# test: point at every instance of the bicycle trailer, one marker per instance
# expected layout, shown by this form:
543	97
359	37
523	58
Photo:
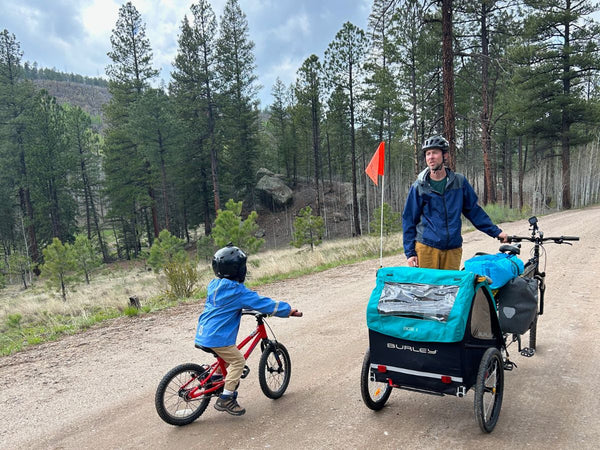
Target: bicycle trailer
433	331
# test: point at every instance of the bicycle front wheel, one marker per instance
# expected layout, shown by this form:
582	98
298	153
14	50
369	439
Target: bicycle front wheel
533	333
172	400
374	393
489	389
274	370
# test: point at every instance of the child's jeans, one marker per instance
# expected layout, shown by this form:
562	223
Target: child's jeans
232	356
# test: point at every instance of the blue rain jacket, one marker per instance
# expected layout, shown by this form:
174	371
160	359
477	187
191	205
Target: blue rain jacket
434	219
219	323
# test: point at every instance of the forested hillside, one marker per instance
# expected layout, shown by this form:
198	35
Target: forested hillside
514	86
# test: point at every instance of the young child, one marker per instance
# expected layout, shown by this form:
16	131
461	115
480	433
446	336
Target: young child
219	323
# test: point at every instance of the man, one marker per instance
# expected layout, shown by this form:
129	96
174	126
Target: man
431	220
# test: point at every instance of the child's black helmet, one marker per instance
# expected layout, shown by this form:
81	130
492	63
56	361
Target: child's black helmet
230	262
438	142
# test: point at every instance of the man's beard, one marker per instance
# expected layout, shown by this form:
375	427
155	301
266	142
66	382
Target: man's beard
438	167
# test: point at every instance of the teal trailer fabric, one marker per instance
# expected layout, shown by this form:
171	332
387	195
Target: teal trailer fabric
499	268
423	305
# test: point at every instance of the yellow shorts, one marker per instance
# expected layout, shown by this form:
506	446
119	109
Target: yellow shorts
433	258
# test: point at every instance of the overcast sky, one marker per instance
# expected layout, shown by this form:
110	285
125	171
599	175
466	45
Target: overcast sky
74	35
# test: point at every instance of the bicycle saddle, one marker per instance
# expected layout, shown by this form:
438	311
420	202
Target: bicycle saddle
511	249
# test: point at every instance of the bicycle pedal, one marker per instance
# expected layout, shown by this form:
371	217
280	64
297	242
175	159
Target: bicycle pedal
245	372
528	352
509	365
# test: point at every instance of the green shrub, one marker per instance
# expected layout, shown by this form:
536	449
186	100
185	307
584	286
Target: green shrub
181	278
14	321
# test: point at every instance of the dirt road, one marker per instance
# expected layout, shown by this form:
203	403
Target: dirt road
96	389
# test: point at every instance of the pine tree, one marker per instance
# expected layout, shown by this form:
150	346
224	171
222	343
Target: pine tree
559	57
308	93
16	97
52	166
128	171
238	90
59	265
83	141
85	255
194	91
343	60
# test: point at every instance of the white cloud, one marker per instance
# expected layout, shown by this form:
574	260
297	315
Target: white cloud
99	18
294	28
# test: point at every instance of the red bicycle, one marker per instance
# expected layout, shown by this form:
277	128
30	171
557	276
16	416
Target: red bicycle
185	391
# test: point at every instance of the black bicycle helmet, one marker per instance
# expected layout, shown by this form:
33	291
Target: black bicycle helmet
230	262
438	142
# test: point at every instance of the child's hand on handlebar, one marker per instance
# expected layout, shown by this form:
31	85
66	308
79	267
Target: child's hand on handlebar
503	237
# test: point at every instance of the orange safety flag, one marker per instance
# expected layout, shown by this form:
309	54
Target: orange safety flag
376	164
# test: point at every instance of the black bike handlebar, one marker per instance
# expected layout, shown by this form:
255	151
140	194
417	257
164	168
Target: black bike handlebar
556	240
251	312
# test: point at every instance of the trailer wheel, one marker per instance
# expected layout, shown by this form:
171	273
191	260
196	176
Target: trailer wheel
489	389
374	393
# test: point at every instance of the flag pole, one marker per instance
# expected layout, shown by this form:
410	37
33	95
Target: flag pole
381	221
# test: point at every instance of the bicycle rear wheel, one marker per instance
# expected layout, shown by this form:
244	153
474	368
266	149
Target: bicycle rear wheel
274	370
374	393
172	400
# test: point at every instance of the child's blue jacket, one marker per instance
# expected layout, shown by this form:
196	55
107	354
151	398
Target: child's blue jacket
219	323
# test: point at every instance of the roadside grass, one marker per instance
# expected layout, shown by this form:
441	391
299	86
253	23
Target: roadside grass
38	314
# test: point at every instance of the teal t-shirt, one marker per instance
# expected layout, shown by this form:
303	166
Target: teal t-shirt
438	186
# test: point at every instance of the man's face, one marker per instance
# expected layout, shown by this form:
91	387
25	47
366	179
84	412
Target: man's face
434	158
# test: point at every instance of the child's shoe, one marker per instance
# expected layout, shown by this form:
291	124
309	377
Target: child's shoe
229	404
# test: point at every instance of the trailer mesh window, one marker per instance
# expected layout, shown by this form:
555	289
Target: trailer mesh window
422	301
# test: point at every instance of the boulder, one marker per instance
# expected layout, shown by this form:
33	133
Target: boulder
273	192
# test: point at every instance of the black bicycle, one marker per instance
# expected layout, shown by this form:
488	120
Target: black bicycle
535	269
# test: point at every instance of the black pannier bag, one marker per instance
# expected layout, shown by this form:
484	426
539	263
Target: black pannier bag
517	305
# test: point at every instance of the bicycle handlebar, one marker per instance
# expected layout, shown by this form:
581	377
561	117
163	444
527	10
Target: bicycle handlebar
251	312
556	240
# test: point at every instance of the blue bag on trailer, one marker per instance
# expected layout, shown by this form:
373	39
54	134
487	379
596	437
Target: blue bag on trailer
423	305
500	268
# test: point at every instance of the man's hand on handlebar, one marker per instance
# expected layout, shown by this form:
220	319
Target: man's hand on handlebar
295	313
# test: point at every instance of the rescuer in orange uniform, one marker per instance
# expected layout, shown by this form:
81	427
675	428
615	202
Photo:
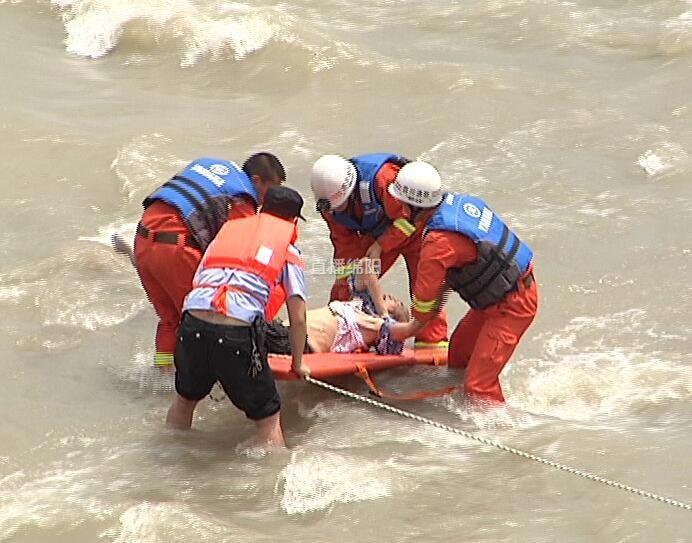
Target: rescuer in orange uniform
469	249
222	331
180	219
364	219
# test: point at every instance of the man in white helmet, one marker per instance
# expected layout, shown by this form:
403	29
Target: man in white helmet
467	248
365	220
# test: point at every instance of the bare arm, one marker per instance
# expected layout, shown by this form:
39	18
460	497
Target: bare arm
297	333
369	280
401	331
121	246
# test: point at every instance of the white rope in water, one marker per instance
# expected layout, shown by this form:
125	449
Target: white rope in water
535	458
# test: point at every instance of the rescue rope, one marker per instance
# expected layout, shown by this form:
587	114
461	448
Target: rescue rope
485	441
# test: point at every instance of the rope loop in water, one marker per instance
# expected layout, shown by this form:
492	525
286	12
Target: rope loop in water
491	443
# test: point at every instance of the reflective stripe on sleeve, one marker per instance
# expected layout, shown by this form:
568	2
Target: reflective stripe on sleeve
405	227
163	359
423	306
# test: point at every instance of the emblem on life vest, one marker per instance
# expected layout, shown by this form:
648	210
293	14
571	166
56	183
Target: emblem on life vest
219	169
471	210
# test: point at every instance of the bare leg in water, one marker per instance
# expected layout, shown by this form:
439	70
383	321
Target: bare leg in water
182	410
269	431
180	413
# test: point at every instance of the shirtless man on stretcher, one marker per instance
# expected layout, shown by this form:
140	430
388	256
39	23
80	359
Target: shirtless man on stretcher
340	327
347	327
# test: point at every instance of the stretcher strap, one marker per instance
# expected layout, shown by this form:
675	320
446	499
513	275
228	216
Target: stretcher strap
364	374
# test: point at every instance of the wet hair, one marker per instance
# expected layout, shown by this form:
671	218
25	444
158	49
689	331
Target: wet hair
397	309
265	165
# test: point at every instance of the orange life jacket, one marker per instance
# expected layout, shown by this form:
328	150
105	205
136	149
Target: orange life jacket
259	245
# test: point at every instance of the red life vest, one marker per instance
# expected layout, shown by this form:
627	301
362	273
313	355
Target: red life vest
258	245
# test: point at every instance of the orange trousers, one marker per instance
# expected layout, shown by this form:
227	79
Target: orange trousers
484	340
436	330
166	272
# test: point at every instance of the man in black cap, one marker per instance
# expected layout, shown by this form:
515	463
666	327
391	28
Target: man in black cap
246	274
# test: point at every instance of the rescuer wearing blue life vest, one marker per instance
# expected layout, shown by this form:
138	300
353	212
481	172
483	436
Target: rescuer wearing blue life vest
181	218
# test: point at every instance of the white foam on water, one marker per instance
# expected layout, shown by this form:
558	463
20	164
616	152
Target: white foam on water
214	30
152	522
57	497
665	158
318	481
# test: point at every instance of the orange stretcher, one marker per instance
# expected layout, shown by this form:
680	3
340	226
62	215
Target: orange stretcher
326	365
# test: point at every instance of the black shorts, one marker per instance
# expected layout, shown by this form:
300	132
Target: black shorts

■ **What needs to be done**
Retype, with no changes, the part of the records that opens with the line containing "# test: point at every instance of the man in black" and runs through the end of the records.

■ **Output below**
# test: point at every instance of the man in black cap, one marker per instance
# expected layout, shown by this form:
515	463
666	327
391	28
Target: man in black cap
246	274
# test: point at every instance of the rescuer wearing blue life vest, one marker per instance
# expected layout, shown by this form:
138	300
353	212
481	172
483	436
Target: rescuer wearing blue life vest
181	218
# test: point at every instance of the white foam on water, one marker per instance
# expected layout, shown by this form:
558	463
20	164
616	152
Target: white foam on water
214	30
152	522
57	497
665	158
318	481
# test: point at every instance of the orange stretcher, one marker per instance
# expected layout, shown by this form:
680	3
340	226
62	215
Target: orange stretcher
326	365
# test: point at every instance of the black shorts, one marker per instance
# expected layout, shown by this form:
300	132
Target: black shorts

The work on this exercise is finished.